** Start **

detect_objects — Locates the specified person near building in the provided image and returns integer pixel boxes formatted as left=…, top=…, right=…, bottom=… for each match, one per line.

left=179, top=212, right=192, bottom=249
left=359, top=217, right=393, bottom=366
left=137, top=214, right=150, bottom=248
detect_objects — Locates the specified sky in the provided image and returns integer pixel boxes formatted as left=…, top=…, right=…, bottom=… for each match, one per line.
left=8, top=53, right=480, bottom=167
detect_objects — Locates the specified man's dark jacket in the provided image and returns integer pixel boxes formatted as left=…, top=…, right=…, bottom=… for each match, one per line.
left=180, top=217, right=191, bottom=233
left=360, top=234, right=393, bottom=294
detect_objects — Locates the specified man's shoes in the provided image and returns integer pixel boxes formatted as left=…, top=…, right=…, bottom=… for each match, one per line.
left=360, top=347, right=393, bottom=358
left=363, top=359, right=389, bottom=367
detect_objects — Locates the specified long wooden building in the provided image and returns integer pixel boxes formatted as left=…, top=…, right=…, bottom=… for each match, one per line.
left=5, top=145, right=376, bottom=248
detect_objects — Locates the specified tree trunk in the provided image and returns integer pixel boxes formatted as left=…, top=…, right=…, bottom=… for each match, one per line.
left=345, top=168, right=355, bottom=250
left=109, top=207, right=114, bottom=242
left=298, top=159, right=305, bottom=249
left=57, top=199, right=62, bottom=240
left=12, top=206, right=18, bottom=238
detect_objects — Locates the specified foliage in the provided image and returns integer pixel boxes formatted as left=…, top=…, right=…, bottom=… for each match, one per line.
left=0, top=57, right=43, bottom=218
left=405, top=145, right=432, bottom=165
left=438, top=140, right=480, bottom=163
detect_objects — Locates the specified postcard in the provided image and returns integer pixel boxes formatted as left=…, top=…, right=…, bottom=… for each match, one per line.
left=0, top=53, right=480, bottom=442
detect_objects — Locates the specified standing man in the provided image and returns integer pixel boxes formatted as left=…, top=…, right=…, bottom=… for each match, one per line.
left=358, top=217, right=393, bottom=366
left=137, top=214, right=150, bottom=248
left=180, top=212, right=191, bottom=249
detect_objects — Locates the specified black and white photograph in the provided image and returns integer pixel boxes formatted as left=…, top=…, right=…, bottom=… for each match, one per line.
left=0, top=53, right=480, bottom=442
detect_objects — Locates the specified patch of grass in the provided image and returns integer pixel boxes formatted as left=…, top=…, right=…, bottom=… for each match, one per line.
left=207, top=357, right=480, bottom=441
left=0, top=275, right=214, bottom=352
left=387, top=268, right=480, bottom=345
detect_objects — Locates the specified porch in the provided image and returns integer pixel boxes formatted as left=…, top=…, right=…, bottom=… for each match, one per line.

** End **

JOB: Lay out the records from their first line through the line containing "left=179, top=212, right=192, bottom=249", both ends included, as a Markdown table with the columns No. and Text, one numbered row per line and blank lines omitted.

TASK ANSWER:
| No. | Text |
|---|---|
| 1 | detect_objects — Locates the specified person near building in the provided image and returns integer pixel boxes formatted as left=…, top=…, right=…, bottom=… for each match, one per line. |
| 2 | left=179, top=212, right=192, bottom=249 |